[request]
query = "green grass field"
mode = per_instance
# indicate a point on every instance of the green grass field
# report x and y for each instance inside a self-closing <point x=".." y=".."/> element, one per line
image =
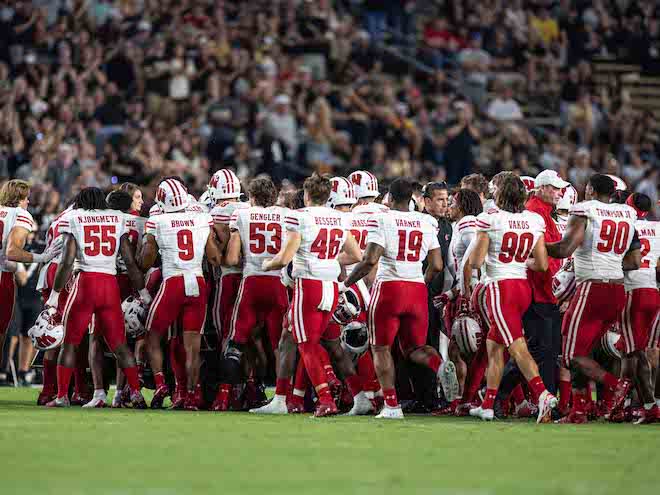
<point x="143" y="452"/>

^^^^

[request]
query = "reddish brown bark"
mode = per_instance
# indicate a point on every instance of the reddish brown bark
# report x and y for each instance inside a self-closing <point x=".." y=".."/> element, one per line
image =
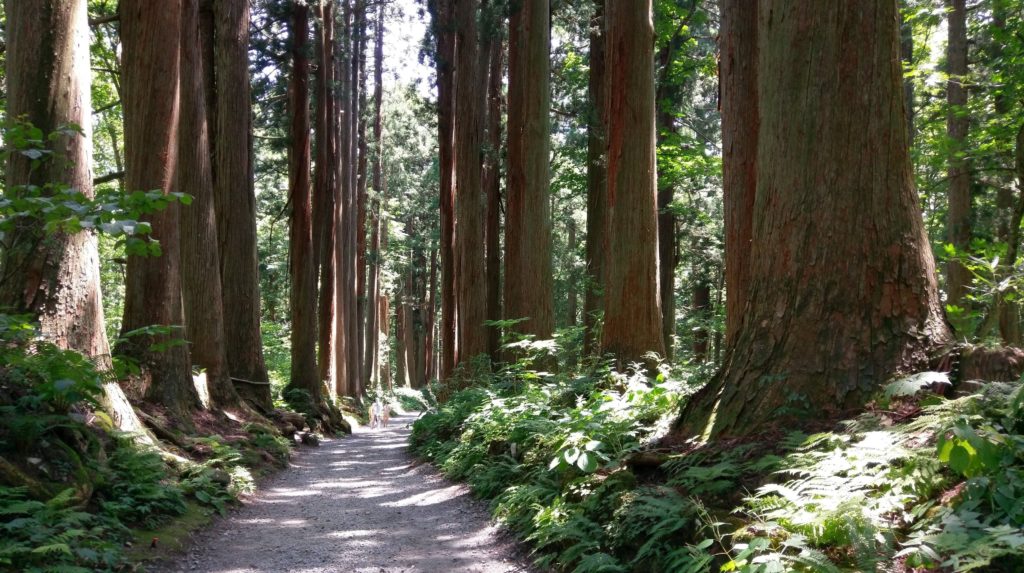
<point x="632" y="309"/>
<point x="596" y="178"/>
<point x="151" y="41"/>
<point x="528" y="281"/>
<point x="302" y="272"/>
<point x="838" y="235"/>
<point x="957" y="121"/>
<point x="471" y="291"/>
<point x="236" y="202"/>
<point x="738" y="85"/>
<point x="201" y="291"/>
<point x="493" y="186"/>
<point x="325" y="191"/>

^^^^

Find each line in the rows above that contains the word "brown" with the same capitalization, and copy those lines out.

query = "reddish brown bark"
# indicate a point on every instance of the reddish brown bark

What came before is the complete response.